═════ TASK MATERIAL ═════

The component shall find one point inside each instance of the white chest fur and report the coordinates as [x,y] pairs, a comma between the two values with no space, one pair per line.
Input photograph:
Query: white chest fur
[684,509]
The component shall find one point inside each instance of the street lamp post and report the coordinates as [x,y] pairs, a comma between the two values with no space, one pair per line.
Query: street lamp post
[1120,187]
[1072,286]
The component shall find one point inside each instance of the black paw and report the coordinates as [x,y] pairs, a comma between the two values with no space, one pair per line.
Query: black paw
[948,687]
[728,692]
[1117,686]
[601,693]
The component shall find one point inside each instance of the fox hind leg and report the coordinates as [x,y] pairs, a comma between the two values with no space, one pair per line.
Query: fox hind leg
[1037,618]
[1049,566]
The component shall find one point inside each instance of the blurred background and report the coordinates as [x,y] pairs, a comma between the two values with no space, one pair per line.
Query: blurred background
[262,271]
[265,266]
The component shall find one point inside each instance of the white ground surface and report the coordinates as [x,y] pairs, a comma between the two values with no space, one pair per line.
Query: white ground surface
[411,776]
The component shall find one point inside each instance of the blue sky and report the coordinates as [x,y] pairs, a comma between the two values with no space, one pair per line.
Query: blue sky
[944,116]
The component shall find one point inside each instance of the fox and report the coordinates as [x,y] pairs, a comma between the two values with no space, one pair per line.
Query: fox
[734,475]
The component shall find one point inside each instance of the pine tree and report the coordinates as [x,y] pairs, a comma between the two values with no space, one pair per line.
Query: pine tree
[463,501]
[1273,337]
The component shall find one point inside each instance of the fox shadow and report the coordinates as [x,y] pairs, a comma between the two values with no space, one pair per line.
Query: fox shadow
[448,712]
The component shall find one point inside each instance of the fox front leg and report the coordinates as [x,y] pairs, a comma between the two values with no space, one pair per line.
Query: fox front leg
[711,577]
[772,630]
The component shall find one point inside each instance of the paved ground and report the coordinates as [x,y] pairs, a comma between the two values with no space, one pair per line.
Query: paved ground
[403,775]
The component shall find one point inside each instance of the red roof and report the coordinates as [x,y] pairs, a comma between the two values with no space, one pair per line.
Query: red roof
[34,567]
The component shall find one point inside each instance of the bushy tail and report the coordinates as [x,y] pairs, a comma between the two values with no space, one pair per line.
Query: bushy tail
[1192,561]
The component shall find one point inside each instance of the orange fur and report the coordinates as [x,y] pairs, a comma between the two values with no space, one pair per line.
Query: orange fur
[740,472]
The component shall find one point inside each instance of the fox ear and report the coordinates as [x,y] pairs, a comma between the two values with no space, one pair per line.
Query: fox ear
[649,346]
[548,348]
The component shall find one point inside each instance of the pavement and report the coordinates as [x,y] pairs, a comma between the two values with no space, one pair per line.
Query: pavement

═════

Recast every line of the records above as a numbered list, leaving out any blank lines.

THE ANSWER:
1. The component shall find one point inside each instance of the white chest fur and report the coordinates as [x,y] pairs, a comma between the two values with no space, one pair per line.
2. Input photograph:
3. Query: white chest fur
4. [684,509]
5. The component shall find one point inside each instance of the street lamp post and report the coordinates as [x,y] pairs, a comma between the two values with no space, one pair per line.
6. Query: street lamp post
7. [1120,187]
8. [1072,286]
9. The component shall find one point inside each instance of the black paw and report the coordinates as [x,y] pairs, a comma between the two values with no space, one pair per line.
10. Query: black paw
11. [948,687]
12. [728,692]
13. [1117,686]
14. [601,693]
15. The component shall find one point inside each instance of the fox hind leg and report the coordinates as [x,y] pairs, a comma between the two values with no space, one pair per line.
16. Query: fox hind leg
17. [1037,618]
18. [1049,566]
19. The component shall find one point inside each instance of the blurred background and report the coordinates as [x,y] pairs, a comma between the two values with no space, one pair per line.
20. Query: blurred background
21. [262,271]
22. [265,266]
23. The component shall find one point inside each instance of the white ground surface and report the coordinates as [x,y] pairs, a comma between the two values with no space, one pair per line.
24. Query: white ground surface
25. [411,776]
26. The component shall find one point inside each instance of the blue sky and report the coordinates as [x,y] pairs, a comma between the two values with no space, one pair per line.
27. Query: blue sky
28. [944,116]
29. The component shall find one point inside each instance of the fox and report the coordinates as [x,y] pairs, a comma between the two values with no space, one pair per line.
30. Query: fox
31. [734,475]
32. The component shall find one point inside each instance of the pine tree and report the coordinates as [x,y] pairs, a comma between the two values with no space, one pair per line.
33. Query: pine tree
34. [463,501]
35. [1273,337]
36. The component shall find one point inside each instance of the fox shadow and report the coordinates as [x,y] pairs, a comma between the two values with no space, one pair per line.
37. Query: fox shadow
38. [448,712]
39. The component shall find one point inside each instance of the fox front leg and report the coordinates as [x,y] pairs, a comma between the two values with no space, one pair per line.
40. Query: fox front leg
41. [711,577]
42. [772,630]
43. The component shall find one point inside each instance of the paved ground and report the coordinates as [x,y] pairs, a comma between the two values with no space, one pair per line.
44. Query: paved ground
45. [403,775]
46. The component shall find one point inside each instance of the red roof and report the coordinates as [x,y] pairs, a comma between the two values with no space, one pair per line.
47. Query: red roof
48. [34,567]
49. The component shall find one point inside each instance of the bushy tail and report the coordinates as [x,y] pairs, a comma between the two values with no space, one pair per line.
50. Query: bushy tail
51. [1192,561]
52. The component shall find one point inside each instance of the orange fur and report the coordinates as [x,y] pairs, a comma between the two values with no space, one pair per line.
53. Query: orange fur
54. [740,472]
55. The component shall find one point inside each instance of the fox ear and report the coordinates as [x,y] pairs, a comma between the two values with no space, one pair per line.
56. Query: fox ear
57. [649,346]
58. [548,348]
59. The component shall find one point inside each instance of the pavement and report the coordinates as [x,y] pairs, a comma between the two values with no space, one pair per line.
60. Query: pavement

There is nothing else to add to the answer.